> [Input records]
BEGIN

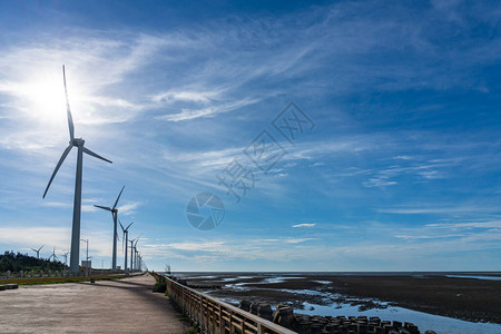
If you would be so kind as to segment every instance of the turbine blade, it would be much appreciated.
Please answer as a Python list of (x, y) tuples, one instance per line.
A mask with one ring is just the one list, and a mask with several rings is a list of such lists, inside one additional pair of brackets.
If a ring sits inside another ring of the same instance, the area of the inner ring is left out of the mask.
[(124, 191), (124, 188), (125, 188), (125, 186), (121, 187), (120, 194), (118, 194), (117, 200), (115, 200), (114, 209), (117, 208), (118, 199), (120, 199), (120, 196), (121, 196), (121, 193)]
[(108, 210), (108, 212), (110, 212), (111, 210), (111, 208), (109, 208), (109, 207), (107, 207), (107, 206), (100, 206), (100, 205), (94, 205), (95, 207), (98, 207), (98, 208), (101, 208), (101, 209), (104, 209), (104, 210)]
[(91, 150), (88, 149), (87, 147), (82, 147), (82, 149), (84, 149), (84, 151), (85, 151), (86, 154), (88, 154), (89, 156), (92, 156), (92, 157), (95, 157), (95, 158), (98, 158), (98, 159), (101, 159), (101, 160), (105, 160), (105, 161), (107, 161), (107, 163), (112, 164), (110, 160), (105, 159), (105, 158), (101, 157), (100, 155), (95, 154), (94, 151), (91, 151)]
[(62, 66), (62, 80), (65, 81), (65, 95), (66, 95), (66, 114), (68, 115), (68, 128), (70, 130), (70, 139), (75, 139), (75, 126), (73, 126), (73, 118), (71, 117), (71, 110), (69, 107), (69, 99), (68, 99), (68, 89), (66, 88), (66, 71), (65, 66)]
[(56, 165), (56, 169), (53, 170), (52, 176), (50, 177), (49, 184), (47, 185), (47, 188), (46, 188), (46, 191), (43, 193), (43, 197), (42, 197), (42, 198), (46, 198), (46, 195), (47, 195), (47, 191), (49, 190), (50, 184), (52, 184), (52, 180), (53, 180), (56, 174), (58, 173), (59, 167), (61, 167), (62, 163), (65, 161), (66, 157), (67, 157), (68, 154), (70, 153), (71, 148), (72, 148), (72, 146), (69, 145), (69, 146), (65, 149), (65, 151), (62, 153), (62, 156), (61, 156), (61, 158), (59, 159), (58, 165)]

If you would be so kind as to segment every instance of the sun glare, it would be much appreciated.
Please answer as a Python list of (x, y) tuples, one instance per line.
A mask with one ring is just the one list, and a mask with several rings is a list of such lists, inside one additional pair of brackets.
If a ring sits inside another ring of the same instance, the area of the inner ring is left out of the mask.
[[(67, 76), (68, 80), (68, 76)], [(66, 120), (66, 97), (62, 72), (51, 76), (33, 77), (22, 85), (23, 96), (29, 105), (27, 112), (41, 122)], [(73, 106), (78, 102), (78, 84), (68, 81), (68, 96), (73, 117), (78, 111)]]

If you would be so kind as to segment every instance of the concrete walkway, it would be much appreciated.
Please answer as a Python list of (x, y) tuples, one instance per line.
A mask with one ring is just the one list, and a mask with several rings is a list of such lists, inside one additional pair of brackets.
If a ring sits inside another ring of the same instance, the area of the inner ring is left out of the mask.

END

> [Your goal]
Convert the data, starting at its first line and ending at the line containing "196), (121, 193)]", into a Markdown table with the columns Row and Line, numbering each row and skipping blank lines. Leave the pictures out of the table.

> [The result]
| Row | Line |
|---|---|
| 1 | If you would be so kind as to segment every instance of the turbine blade, it would be much appreciated. |
| 2 | Please answer as a Python list of (x, y) tuples, one instance per line. |
| 3 | A mask with one ring is just the one list, and a mask with several rings is a list of such lists, inside one additional pair of brackets. |
| 4 | If a ring sits inside another ring of the same instance, the area of the inner ring is left out of the mask. |
| 5 | [(124, 191), (124, 188), (125, 188), (125, 186), (121, 187), (120, 194), (118, 194), (117, 200), (115, 200), (114, 209), (117, 208), (118, 199), (120, 199), (120, 196), (121, 196), (121, 193)] |